-------- STORED RECORDS
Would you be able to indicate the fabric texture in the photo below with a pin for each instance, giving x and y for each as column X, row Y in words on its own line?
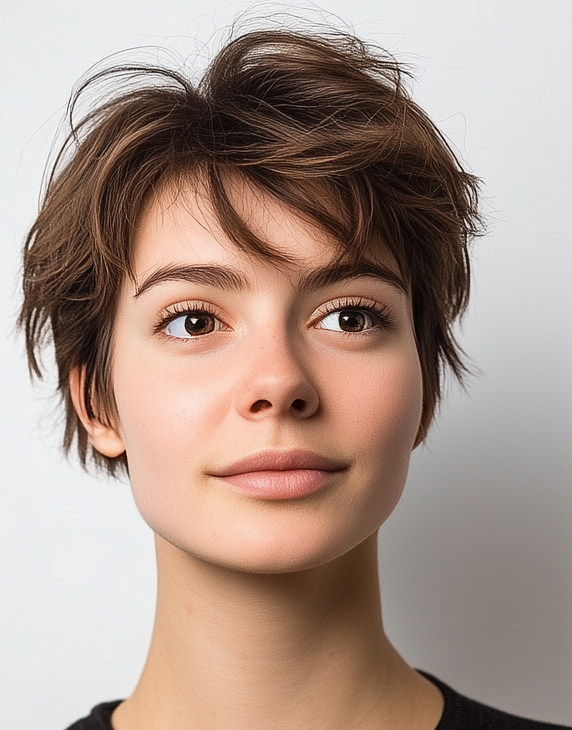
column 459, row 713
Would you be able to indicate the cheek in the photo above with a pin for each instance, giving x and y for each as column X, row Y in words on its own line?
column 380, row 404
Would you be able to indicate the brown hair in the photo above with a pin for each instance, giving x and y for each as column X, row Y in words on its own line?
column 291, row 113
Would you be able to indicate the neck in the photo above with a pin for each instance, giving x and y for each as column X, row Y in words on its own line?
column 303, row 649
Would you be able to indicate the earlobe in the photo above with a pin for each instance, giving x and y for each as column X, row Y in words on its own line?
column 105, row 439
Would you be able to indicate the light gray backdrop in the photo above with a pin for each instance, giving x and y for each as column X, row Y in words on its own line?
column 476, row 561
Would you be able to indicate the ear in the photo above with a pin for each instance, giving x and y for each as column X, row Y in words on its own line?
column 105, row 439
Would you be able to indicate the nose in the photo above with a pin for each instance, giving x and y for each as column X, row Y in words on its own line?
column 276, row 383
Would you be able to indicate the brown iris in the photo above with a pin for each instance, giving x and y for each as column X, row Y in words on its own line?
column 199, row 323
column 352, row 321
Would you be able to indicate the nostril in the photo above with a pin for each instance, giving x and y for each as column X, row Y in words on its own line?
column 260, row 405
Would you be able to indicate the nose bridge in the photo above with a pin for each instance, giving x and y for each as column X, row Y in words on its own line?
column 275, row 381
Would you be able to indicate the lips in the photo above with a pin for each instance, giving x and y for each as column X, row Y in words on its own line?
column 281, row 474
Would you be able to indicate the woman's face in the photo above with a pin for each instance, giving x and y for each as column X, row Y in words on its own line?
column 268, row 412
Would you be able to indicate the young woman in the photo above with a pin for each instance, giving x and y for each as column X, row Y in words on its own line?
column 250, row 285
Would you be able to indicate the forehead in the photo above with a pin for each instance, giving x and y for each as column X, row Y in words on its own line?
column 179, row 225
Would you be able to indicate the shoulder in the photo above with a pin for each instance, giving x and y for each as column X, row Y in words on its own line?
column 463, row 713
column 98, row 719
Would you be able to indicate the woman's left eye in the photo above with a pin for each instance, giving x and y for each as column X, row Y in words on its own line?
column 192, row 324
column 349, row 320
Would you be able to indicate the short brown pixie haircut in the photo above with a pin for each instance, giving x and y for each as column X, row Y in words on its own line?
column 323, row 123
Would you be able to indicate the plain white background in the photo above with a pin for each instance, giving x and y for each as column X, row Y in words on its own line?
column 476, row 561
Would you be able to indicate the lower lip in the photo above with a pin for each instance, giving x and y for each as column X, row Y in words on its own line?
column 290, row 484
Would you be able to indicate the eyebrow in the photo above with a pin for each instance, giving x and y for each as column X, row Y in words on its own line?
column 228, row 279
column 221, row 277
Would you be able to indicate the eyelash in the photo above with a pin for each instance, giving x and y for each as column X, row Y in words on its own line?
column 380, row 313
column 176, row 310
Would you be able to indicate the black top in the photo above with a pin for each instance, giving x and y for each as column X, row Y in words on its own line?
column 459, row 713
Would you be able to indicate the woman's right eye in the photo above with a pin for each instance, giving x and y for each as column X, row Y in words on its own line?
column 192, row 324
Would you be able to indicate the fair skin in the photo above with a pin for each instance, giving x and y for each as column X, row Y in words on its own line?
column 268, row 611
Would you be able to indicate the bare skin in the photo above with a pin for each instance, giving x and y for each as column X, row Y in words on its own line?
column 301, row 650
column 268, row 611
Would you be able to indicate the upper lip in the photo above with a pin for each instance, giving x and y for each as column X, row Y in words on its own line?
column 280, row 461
----------------
-------- STORED RECORDS
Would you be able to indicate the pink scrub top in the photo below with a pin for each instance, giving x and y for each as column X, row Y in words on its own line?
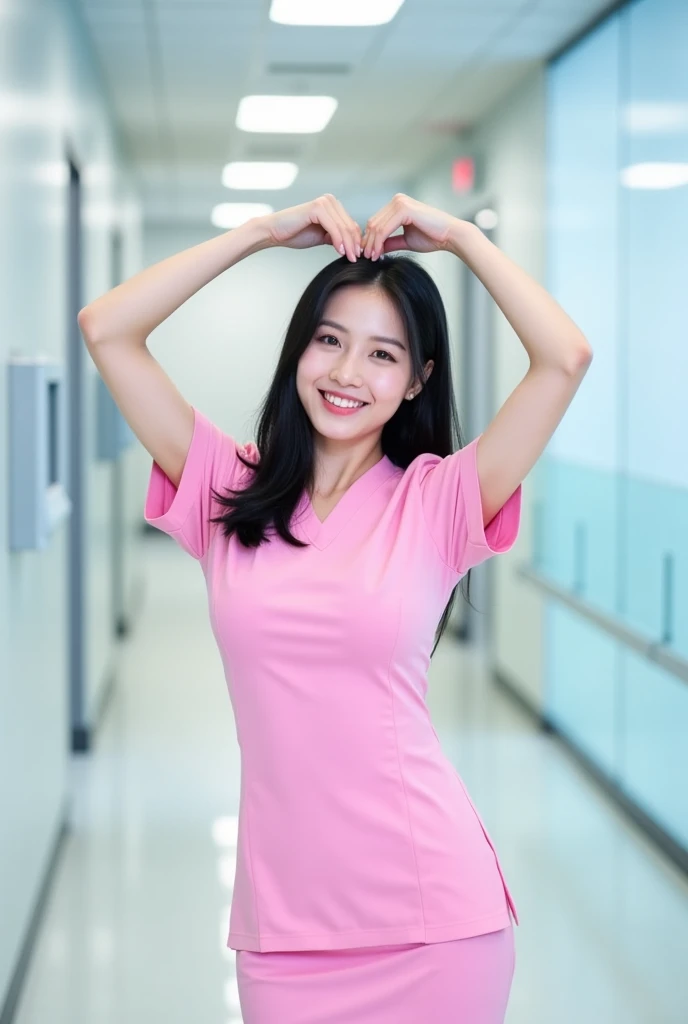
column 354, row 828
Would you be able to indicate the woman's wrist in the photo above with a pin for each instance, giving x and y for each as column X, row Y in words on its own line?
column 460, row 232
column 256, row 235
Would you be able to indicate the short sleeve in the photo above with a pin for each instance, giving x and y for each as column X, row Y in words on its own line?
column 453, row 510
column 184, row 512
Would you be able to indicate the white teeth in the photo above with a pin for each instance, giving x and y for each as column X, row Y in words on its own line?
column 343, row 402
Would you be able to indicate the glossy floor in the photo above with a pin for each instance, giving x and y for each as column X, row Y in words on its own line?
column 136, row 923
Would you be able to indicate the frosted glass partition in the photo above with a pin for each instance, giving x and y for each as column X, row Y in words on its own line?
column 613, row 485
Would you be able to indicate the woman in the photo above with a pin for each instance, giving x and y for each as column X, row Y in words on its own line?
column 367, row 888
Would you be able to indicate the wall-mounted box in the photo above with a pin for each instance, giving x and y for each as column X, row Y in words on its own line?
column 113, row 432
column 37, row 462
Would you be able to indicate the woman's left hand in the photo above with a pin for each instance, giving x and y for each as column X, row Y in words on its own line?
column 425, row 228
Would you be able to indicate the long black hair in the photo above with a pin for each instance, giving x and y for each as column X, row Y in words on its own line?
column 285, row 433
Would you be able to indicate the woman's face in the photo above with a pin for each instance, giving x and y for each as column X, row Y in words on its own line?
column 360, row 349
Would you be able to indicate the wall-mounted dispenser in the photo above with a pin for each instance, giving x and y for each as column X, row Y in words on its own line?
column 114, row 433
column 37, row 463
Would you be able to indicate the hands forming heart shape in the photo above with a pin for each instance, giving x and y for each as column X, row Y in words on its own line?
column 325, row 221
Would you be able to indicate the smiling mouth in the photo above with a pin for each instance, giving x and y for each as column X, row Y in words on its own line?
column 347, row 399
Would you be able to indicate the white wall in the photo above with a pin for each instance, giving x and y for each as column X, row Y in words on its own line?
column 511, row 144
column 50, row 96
----------------
• [PROBLEM DETAILS]: Pull out every line in the records above that contains the word "haircut" and copy each one unchanged.

• [EXERCISE SOLUTION]:
Would you be able to indicate the short brown pixie haircut in the photo above with a pin for each instance, giving x and y for each as column X, row Y in words on its own line?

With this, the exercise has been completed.